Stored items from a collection
=== Begin Enclosure ===

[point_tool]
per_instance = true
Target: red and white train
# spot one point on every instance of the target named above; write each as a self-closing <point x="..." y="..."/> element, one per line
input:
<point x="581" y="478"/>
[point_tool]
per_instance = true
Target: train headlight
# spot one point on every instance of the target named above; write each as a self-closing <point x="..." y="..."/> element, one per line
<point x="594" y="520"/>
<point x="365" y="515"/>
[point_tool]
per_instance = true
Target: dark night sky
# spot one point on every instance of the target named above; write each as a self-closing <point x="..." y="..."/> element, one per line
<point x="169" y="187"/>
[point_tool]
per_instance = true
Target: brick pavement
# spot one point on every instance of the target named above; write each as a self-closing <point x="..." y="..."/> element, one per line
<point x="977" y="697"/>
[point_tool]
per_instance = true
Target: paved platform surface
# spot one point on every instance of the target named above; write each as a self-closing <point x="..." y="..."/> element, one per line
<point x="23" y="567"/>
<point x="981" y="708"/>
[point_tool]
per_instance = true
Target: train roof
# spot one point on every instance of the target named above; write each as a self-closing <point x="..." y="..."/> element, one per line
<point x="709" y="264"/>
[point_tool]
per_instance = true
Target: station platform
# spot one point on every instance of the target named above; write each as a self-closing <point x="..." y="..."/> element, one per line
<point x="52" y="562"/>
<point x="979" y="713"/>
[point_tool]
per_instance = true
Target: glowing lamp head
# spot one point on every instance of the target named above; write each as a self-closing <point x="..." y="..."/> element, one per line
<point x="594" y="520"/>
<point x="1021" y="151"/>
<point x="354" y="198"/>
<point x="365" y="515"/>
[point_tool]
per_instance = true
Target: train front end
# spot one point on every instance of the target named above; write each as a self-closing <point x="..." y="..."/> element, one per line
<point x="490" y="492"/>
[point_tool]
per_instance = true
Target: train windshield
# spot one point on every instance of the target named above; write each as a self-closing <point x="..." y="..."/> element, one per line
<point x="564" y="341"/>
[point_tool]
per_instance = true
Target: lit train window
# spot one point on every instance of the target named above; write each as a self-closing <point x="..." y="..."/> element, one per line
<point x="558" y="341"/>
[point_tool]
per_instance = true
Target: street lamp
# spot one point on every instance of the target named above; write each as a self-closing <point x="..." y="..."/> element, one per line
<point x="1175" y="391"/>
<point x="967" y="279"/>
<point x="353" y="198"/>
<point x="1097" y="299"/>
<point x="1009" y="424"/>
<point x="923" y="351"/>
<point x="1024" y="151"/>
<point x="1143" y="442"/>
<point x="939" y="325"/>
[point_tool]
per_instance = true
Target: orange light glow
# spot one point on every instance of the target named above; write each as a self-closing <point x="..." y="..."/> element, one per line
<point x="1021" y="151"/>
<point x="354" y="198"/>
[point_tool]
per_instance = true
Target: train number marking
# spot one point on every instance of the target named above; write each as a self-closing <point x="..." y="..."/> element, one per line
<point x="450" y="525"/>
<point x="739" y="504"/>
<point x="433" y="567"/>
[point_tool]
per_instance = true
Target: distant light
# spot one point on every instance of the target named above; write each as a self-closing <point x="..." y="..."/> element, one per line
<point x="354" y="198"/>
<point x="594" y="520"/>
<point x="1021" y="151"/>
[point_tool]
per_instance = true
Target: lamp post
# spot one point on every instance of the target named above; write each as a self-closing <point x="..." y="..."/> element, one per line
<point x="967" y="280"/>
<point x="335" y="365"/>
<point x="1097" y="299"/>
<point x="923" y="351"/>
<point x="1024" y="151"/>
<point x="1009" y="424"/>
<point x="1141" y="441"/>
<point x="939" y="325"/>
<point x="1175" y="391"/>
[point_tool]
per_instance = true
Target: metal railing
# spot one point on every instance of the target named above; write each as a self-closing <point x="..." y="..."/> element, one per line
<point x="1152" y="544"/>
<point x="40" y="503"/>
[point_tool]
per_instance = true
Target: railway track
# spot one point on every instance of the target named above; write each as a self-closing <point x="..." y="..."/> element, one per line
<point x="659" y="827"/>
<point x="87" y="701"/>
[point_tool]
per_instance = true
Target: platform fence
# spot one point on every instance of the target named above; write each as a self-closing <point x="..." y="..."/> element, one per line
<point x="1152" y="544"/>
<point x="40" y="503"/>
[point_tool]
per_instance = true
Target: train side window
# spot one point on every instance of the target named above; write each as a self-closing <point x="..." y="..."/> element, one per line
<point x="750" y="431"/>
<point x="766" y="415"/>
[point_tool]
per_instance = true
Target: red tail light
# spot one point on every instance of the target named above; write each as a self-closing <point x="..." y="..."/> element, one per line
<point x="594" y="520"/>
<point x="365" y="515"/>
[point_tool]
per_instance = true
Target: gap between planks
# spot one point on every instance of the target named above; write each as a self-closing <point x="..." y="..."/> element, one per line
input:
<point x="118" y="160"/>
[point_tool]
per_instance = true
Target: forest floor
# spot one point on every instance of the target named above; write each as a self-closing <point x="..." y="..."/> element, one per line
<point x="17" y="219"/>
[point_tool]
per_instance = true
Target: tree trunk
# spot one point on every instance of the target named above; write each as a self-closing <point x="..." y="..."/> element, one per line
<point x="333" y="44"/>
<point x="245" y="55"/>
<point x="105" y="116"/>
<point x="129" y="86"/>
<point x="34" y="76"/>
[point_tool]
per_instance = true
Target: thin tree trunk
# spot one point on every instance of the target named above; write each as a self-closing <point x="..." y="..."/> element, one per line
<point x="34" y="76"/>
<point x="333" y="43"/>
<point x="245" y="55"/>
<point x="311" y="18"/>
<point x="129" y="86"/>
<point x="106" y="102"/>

=== End Enclosure ===

#### ABOUT THIS EXERCISE:
Each entry above needs to be duplicated exactly.

#### RESULT FOR THIS EXERCISE:
[point_tool]
per_instance = true
Target: red and white train
# spot one point on every instance of the target named above; write each as a self-closing <point x="..." y="..."/> element, one per line
input:
<point x="581" y="478"/>
[point_tool]
per_instance = true
Target: train headlight
# spot one point on every instance of the target named above; write each as a self-closing <point x="..." y="..."/> element, one per line
<point x="594" y="520"/>
<point x="365" y="515"/>
[point_tool]
per_instance = true
Target: dark night sky
# spot one point on every instance of the target named above; write each as a self-closing <point x="..." y="..."/> element, one per line
<point x="169" y="187"/>
[point_tool]
per_instance = true
Target: brick pavement
# spot one point on every instance of the target named above; write each as a self-closing <point x="..." y="..."/> element, one per line
<point x="977" y="697"/>
[point_tool]
per_instance = true
Target: paved platform surface
# spot one point on every instance of the target named above; write each as a self-closing <point x="..." y="..."/> element, one per line
<point x="23" y="567"/>
<point x="981" y="708"/>
[point_tool]
per_instance = true
Target: train roof
# spot one point on every instance of the target named above; write each as a self-closing <point x="..." y="..."/> element, one per line
<point x="709" y="264"/>
[point_tool]
per_instance = true
Target: station platform
# spot one point on every instance of the target named above; write each as a self-closing <point x="..." y="..."/> element, one per line
<point x="52" y="562"/>
<point x="979" y="713"/>
[point_tool]
per_instance = true
Target: glowing lamp head
# spot one point on every instance of the target named above; write each as a self-closing <point x="..." y="..."/> element, one per line
<point x="594" y="520"/>
<point x="1021" y="151"/>
<point x="354" y="198"/>
<point x="365" y="515"/>
[point_tool]
per_instance = true
Target: train front end
# spot one point on every instance of the target named above; write each as a self-closing <point x="..." y="..."/> element, one per line
<point x="490" y="492"/>
[point_tool]
per_instance = true
Target: train windshield
# spot one point on every instance of the target named above; write each as a self-closing <point x="..." y="..."/> element, one per line
<point x="564" y="341"/>
[point_tool]
per_instance = true
Target: lit train window
# spot one point on every instance of the target named above; write each as a self-closing <point x="..." y="..."/> element, one per line
<point x="558" y="341"/>
[point_tool]
per_instance = true
Target: street lamp
# spot one point on every instance of the target named above; write each as a self-closing <point x="..." y="..."/> element, one per line
<point x="1175" y="391"/>
<point x="967" y="279"/>
<point x="353" y="198"/>
<point x="1097" y="299"/>
<point x="1009" y="424"/>
<point x="923" y="351"/>
<point x="1024" y="151"/>
<point x="1143" y="442"/>
<point x="939" y="325"/>
[point_tool]
per_instance = true
Target: orange light glow
# spot one point on every instance of the target named above; write each as a self-closing <point x="..." y="..."/> element, one per line
<point x="1021" y="151"/>
<point x="354" y="198"/>
[point_tool]
per_instance = true
Target: train number marking
# spot one point on every instance of the target named above; write each as a self-closing <point x="..." y="..."/> element, one per line
<point x="450" y="525"/>
<point x="739" y="504"/>
<point x="433" y="567"/>
[point_tool]
per_instance = true
Target: distant light
# spot one point on every instance of the target named above; write each as a self-closing <point x="..." y="..."/> element, one per line
<point x="354" y="198"/>
<point x="594" y="520"/>
<point x="1021" y="151"/>
[point_tool]
per_instance = true
Target: lamp post
# spot one point on every instance of the target named above; write each as a self-closing <point x="..." y="..."/> element, one per line
<point x="967" y="280"/>
<point x="335" y="365"/>
<point x="1097" y="299"/>
<point x="923" y="351"/>
<point x="1024" y="151"/>
<point x="1009" y="424"/>
<point x="1141" y="441"/>
<point x="939" y="325"/>
<point x="1175" y="391"/>
[point_tool]
per_instance = true
Target: metal railing
# spot one point on every instance of the target named above; write each as a self-closing <point x="..." y="..."/> element, one per line
<point x="1152" y="544"/>
<point x="40" y="503"/>
[point_tool]
per_instance = true
Target: railway track
# spot one point on every instance of the target named above; write each as a self-closing <point x="..." y="..."/> element, one per line
<point x="659" y="827"/>
<point x="87" y="701"/>
[point_tool]
per_instance = true
Target: platform fence
# spot one point on every instance of the target named above; write each as a self-closing <point x="..." y="..."/> element, one per line
<point x="1152" y="544"/>
<point x="40" y="503"/>
[point_tool]
per_instance = true
Target: train side window
# spot one point on every instance of the target named above; write each as a self-closing <point x="..." y="..."/> element, one per line
<point x="750" y="431"/>
<point x="766" y="415"/>
[point_tool]
per_instance = true
Target: red tail light
# spot one point on every instance of the target named above; write each as a self-closing <point x="..." y="..."/> element, one per line
<point x="594" y="520"/>
<point x="365" y="515"/>
[point_tool]
per_instance = true
Target: gap between planks
# spot one point on every instance of the target named above; write each as a self-closing <point x="..." y="..."/> element, one per line
input:
<point x="118" y="160"/>
[point_tool]
per_instance = true
Target: forest floor
# spot one point on every instance of the target named above; write each as a self-closing <point x="..." y="..."/> element, one per line
<point x="17" y="219"/>
[point_tool]
per_instance = true
Target: tree trunk
# spot one point on every instance of the target named above; write each as a self-closing <point x="..." y="..."/> element, one per line
<point x="333" y="44"/>
<point x="245" y="55"/>
<point x="105" y="116"/>
<point x="129" y="86"/>
<point x="34" y="76"/>
[point_tool]
per_instance = true
Target: thin tree trunk
# spot one point on every instance of the target named above; write each as a self-closing <point x="..." y="..."/> element, one per line
<point x="34" y="76"/>
<point x="333" y="43"/>
<point x="245" y="55"/>
<point x="311" y="18"/>
<point x="129" y="86"/>
<point x="106" y="102"/>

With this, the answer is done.